Re: QueueStream Does Not Support Checkpointing

Posted by Tathagata Das <td...@databricks.com>.
A hacky workaround is to create a customer InputDStream that creates the
right RDDs based on a function. The TestInputDStream
<https://github.com/apache/spark/blob/master/streaming/src/test/scala/org/apache/spark/streaming/TestSuiteBase.scala#L61>
does something similar for Spark Streaming unit tests.

TD

On Fri, Aug 14, 2015 at 1:04 PM, Asim Jalis <as...@gmail.com> wrote:

> I want to test some Spark Streaming code that is using
> reduceByKeyAndWindow. If I do not enable checkpointing, I get the error:
>
> java.lang.IllegalArgumentException: requirement failed: The checkpoint
>> directory has not been set. Please set it by StreamingContext.checkpoint().
>
>
> But if I enable checkpointing I get
>
> queueStream doesn't support checkpointing
>
>
> Is there a workaround for this?
>
> My goal is to test that the windowing logic in my code is correct. Is
> there a way to disable these strict checks or a different dstream I can use
> that I can populate programmatically and then use for testing?
>
> Thanks.
>
> Asim
>
>

[Pointing dataset rows]
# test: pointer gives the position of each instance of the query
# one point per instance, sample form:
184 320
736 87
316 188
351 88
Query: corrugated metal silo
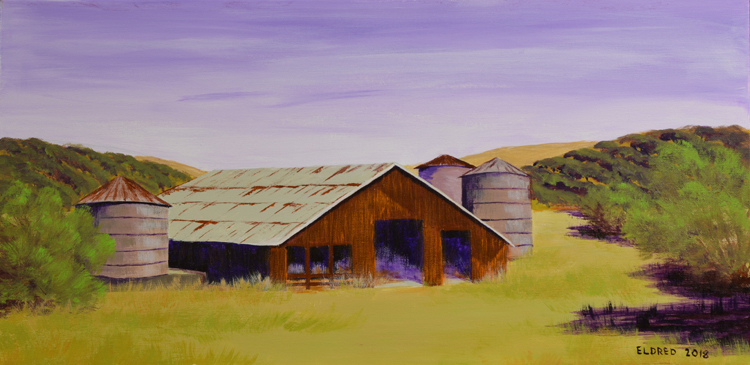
138 222
444 173
498 193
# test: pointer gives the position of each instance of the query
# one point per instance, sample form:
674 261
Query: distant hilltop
189 170
75 170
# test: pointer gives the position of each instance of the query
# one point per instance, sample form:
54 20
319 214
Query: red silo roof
122 190
445 160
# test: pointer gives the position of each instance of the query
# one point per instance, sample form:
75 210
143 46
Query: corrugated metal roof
445 160
260 206
496 165
267 206
121 189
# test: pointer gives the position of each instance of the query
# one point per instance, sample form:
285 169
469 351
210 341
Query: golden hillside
522 155
192 171
527 155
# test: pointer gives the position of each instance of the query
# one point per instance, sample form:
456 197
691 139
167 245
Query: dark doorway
457 253
398 248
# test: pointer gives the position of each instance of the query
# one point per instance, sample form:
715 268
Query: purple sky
232 84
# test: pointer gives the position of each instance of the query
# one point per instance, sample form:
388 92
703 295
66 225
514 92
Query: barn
305 224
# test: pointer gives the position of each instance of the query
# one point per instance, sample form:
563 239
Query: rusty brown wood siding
398 195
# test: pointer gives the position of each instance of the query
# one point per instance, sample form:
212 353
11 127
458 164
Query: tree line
682 193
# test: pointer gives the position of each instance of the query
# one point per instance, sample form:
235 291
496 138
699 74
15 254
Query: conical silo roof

§ **Task requirements**
(A) From the Spark Streaming thread, extract the passage starting with "A hacky workaround" and going on through "Streaming unit tests.".
(B) Rewrite all of the rows with every "instance" changed to "occurrence" and everything else unchanged. Leave the pictures out of your output.

§ **Outputs**
(A)
A hacky workaround is to create a customer InputDStream that creates the
right RDDs based on a function. The TestInputDStream
<https://github.com/apache/spark/blob/master/streaming/src/test/scala/org/apache/spark/streaming/TestSuiteBase.scala#L61>
does something similar for Spark Streaming unit tests.

(B)
# test: pointer gives the position of each occurrence of the query
# one point per occurrence, sample form:
184 320
736 87
316 188
351 88
Query: corrugated metal silo
138 222
444 173
498 193
# test: pointer gives the position of each occurrence of the query
# one point per occurrence, sample form:
674 261
Query: distant hilltop
189 170
75 170
# test: pointer gives the position of each occurrence of the query
# one point per occurrence, sample form:
54 20
319 214
Query: red silo roof
122 190
445 160
# test: pointer gives the position of each occurrence of the query
# one point per occurrence, sample form:
75 210
143 46
Query: corrugated metal roof
445 160
260 206
496 165
267 206
121 189
# test: pointer gives the position of each occurrence of the query
# one point per occurrence, sample form:
285 169
469 351
210 341
Query: golden hillside
522 155
192 171
527 155
# test: pointer gives the position of each occurrence of the query
# one point per occurrence, sample form:
456 197
691 139
167 245
Query: dark doorway
457 253
398 248
# test: pointer gives the position of each occurrence of the query
# one point per occurrence, sample form:
715 268
Query: purple sky
232 84
# test: pointer gives the position of each occurrence of the query
# one point per occurrence, sample form:
388 92
703 295
66 225
514 92
Query: barn
305 224
# test: pointer gives the position of each occurrence of the query
# one point per occurrence, sample form:
563 239
Query: rusty brown wood siding
398 195
# test: pointer gives the position of each occurrence of the query
# one point per occurrence, sample form:
212 353
11 127
458 164
Query: tree line
682 193
# test: pointer gives the position of each occurrence of the query
# one point per occurrence, sample form:
235 291
496 138
699 74
15 254
Query: conical silo roof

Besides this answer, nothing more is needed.